**Given problem:** Copy out, word for word, the lines of the data below, starting at the line that contains "Teacher note: indicate the yellow hard" and ending at the line that contains "point(292, 82)". Include both of those lines.

**Extracted entries:**
◆ ◆ ◆ ◆

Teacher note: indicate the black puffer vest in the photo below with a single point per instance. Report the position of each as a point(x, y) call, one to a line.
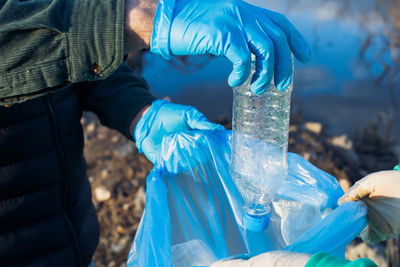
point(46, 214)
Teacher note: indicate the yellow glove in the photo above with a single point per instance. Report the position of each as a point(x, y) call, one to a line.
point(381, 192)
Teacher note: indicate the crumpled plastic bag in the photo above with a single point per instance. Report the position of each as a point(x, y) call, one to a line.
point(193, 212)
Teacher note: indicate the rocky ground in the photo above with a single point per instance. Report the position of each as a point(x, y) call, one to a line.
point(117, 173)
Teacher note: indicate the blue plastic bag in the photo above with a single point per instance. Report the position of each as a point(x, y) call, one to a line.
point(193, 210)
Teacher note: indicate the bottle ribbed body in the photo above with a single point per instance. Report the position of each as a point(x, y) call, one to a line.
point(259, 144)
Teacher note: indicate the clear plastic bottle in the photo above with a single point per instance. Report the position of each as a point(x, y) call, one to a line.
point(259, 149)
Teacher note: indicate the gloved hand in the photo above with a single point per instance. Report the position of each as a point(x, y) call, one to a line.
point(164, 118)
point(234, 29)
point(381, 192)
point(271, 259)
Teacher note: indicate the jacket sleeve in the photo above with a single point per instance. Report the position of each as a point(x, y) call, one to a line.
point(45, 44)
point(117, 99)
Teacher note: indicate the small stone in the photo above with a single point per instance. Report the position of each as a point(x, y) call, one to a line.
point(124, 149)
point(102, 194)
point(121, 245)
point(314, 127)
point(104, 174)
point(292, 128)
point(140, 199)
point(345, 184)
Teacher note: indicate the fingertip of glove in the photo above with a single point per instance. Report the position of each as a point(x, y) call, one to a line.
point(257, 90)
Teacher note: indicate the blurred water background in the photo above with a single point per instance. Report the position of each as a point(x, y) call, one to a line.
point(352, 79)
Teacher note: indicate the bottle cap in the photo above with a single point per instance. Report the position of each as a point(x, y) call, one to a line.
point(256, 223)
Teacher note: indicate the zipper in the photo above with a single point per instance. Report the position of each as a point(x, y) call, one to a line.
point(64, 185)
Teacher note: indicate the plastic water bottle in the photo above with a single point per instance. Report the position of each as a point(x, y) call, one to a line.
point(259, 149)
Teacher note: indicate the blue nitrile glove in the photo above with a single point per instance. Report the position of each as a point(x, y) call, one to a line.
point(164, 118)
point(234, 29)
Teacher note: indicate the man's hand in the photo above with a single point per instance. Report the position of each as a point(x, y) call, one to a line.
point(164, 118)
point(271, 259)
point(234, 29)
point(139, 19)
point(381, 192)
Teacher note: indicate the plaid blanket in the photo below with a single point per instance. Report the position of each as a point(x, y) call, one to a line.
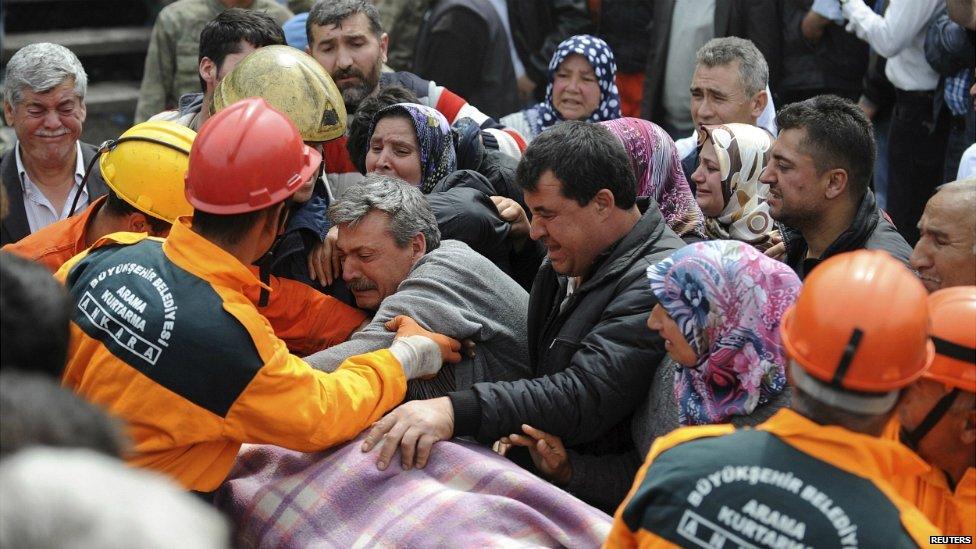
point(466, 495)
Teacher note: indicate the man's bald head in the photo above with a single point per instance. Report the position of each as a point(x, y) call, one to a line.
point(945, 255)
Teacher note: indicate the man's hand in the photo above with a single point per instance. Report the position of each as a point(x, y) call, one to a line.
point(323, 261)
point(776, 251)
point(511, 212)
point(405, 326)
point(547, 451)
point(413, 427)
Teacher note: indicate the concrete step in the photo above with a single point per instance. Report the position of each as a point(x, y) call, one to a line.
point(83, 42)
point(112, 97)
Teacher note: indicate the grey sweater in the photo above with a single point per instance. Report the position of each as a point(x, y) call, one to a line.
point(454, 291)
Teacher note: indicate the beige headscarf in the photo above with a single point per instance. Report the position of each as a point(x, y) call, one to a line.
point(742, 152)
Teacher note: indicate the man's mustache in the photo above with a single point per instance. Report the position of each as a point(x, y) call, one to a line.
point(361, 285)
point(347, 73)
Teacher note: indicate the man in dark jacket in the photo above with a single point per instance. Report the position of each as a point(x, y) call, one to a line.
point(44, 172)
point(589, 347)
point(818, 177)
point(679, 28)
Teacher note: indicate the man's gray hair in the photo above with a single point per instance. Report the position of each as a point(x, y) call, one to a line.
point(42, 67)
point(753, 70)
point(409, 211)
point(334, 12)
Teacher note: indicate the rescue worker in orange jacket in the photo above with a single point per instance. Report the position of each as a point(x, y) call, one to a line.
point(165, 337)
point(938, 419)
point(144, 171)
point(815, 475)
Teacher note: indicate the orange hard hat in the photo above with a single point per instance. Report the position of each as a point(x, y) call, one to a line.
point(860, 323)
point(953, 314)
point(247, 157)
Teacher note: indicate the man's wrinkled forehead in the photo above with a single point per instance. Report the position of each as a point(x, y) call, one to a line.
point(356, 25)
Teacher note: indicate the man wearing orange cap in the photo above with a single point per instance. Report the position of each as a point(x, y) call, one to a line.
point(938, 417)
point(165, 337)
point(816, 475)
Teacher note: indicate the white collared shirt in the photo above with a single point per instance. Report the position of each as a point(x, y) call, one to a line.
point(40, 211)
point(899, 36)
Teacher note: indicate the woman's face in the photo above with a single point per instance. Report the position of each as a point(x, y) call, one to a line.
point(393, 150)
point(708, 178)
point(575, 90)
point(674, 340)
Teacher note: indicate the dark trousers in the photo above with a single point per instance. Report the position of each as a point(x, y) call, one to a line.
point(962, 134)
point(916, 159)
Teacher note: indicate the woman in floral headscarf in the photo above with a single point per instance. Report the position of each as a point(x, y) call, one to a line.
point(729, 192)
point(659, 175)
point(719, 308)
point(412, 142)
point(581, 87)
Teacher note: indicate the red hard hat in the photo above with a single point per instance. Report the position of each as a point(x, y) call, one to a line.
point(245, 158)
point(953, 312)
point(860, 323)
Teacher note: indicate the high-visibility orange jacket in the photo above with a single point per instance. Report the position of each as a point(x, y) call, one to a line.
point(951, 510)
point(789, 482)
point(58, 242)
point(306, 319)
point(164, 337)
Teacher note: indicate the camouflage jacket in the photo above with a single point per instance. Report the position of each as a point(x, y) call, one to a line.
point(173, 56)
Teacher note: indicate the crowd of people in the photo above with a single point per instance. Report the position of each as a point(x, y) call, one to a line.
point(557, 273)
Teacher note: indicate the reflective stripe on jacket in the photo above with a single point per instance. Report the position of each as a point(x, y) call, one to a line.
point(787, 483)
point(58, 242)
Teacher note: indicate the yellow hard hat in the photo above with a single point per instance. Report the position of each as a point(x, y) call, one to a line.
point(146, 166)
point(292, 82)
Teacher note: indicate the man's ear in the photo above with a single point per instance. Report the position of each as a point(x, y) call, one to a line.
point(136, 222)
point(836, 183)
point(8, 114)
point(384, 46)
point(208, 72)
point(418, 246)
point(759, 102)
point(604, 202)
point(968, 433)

◆ ◆ ◆ ◆

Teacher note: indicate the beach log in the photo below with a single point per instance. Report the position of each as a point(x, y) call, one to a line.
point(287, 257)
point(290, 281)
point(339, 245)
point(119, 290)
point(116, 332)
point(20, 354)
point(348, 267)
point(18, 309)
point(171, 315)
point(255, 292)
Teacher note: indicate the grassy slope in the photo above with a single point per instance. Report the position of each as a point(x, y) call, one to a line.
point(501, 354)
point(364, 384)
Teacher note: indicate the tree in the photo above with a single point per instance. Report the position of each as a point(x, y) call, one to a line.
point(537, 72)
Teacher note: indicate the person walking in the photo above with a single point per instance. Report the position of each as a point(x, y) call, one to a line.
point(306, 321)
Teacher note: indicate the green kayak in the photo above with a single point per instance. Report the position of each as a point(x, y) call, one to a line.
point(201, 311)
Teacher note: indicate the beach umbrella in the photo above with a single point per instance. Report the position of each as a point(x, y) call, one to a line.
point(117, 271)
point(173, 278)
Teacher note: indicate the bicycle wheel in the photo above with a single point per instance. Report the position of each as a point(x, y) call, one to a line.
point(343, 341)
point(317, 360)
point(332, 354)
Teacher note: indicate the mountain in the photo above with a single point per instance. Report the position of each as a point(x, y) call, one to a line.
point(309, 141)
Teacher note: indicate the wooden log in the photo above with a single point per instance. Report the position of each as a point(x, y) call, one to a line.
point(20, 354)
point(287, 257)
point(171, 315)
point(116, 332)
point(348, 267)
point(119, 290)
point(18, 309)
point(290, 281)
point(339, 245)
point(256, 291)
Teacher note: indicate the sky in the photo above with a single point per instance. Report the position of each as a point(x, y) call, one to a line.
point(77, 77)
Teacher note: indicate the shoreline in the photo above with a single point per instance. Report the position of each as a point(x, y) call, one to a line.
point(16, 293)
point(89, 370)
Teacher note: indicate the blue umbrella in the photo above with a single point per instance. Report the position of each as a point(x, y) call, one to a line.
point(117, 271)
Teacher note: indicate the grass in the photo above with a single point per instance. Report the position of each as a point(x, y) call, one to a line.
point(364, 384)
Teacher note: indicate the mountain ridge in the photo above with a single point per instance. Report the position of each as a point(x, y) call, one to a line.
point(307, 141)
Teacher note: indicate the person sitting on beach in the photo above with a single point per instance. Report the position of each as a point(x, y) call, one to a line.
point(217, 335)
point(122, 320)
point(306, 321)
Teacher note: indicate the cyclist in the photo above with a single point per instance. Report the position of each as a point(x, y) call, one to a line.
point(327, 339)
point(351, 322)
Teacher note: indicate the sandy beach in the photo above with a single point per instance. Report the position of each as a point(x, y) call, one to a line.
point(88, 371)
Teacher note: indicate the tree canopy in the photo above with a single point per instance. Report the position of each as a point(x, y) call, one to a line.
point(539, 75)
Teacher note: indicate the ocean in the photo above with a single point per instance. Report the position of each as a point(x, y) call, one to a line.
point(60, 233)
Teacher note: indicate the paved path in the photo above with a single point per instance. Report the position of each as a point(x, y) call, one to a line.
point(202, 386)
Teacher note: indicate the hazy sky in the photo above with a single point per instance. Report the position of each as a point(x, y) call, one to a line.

◆ ◆ ◆ ◆

**Result of the exercise:**
Teacher note: indicate the yellow hard hat in the photo above with a single point per instance. Report the position of each as a point(x, y) call, one to a line.
point(146, 166)
point(292, 82)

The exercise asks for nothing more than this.